──────── Provided text

On the other hand, I admit I still feel, from my perspective as a tourist who headed out across the entire planet to explore an individual who has inspired me since the summer of 1993, that the physical infrastructure to support, encourage and enhance the experience of visitors was lacking. I’m still left with the nagging feeling that a more formalised and professionalised presence from local government could only be of benefit. The work of individuals to commemorate and dignify the origins of, as I said, one of the most notable individuals in the history of modern music, are great to see…But a more visible hand would be welcomed whether that meant a downloadable walking guide/location guide available via the official Aberdeen website — where there are no mentions of Cobain but there are four leads to the Rotary Log Pavillion — a similar pamphlet easily found at local motels, a more regular local art/music event, or some local equivalent of the Blue Plaque scheme run by English Heritage (http://www.english-heritage.org.uk/discover/blue-plaques/). There are readily available forums through which news of Aberdeen and Cobain related events would be merrily received (LiveNirvana, the Internet Nirvana Fan Club and Nirvana Italia being the top three — oh, and here too! Plus the vast presence on social media dedicated to Cobain) allowing the targeting of information to a very specific audience with a very specific interest — most salespeople would kill for such a clear-cut market.
In the city of Liverpool, a city of over half a million people, they took so readily to the legacy of their heroin-addicted and often bonkers musical son, John Lennon, that the local airport is named for him (http://weburbanist.com/2012/12/09/imagine-nations-15-peaceful-john-lennon-memorials/) . Elvis, the drug-addled and often bonkers monument to over-indulgence, has 600,000 visitors a year to Graceland located on Elvis Presley Boulevard in Tennessee. The ‘Come as You Are’ slogan is a genuine honour, and a fine one, but it’s tricky to visit a slogan or to share in it or experience it as a visitor. I genuinely enjoyed my visit to Aberdeen, but as well as the pleasures it did also leave me with a few disquietening moments — I just hope the piece today has given people a more balanced and extensive vision of what exists in Aberdeen for the dedicated Nirvana fan and a genuine reason to make it a place of pilgrimage. I hope to see the well-evidenced and rising appreciation of Kurt Cobain in Aberdeen continues to grow and build with the muscle of a more formalised and less ad-hoc government effort behind it. I feel it’s fair to say it’s a work in progress with much distance covered and a broad, beautiful and open horizon to be reached.

────────────────

Directions for this task
Answer these questions from the piece on visiting Aberdeen as a Kurt Cobain fan:
(a) According to the piece, the official Aberdeen website has no mentions of Cobain but four leads to what?
(b) Who is the local airport in Liverpool named for?
(c) How many visitors a year does Graceland have?

──────── Material supplied

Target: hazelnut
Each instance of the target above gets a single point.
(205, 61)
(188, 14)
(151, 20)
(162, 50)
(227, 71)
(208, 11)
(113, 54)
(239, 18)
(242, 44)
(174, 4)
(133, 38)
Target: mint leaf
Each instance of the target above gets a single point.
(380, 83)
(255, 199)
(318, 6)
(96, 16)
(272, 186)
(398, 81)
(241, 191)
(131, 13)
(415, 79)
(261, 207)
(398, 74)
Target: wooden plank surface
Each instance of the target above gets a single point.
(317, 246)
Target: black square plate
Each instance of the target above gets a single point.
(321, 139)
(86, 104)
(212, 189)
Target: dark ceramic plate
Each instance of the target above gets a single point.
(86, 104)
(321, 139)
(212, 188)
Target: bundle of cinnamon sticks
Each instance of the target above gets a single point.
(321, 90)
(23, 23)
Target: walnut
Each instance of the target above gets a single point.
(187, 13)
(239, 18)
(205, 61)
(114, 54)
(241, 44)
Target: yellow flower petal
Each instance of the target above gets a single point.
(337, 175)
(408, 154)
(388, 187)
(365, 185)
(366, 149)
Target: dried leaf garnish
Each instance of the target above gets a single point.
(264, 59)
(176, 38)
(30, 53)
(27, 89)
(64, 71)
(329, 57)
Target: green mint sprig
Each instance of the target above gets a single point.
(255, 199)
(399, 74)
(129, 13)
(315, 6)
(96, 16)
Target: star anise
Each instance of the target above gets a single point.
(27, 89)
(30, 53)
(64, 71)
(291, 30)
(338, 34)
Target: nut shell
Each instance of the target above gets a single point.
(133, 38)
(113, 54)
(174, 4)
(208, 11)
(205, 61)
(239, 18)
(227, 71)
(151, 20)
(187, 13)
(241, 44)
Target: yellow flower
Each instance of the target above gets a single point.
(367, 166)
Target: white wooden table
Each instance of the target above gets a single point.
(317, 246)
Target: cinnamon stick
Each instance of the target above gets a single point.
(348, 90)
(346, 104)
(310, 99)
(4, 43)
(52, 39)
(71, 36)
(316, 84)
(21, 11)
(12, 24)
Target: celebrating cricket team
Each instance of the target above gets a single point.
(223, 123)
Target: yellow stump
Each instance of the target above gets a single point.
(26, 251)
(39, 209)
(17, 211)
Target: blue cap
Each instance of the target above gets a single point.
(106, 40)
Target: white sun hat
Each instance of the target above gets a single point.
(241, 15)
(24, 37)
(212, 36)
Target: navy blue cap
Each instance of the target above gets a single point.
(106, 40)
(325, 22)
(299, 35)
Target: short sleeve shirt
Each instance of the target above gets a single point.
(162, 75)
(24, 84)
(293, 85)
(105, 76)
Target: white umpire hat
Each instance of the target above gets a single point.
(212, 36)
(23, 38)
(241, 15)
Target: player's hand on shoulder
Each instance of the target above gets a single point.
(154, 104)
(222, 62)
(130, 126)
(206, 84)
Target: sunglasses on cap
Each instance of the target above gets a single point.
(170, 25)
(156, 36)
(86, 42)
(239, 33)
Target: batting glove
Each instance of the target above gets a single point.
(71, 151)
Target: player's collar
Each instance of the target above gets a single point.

────────────────

Response for this exercise
(a) The Rotary Log Pavillion
(b) John Lennon
(c) 600,000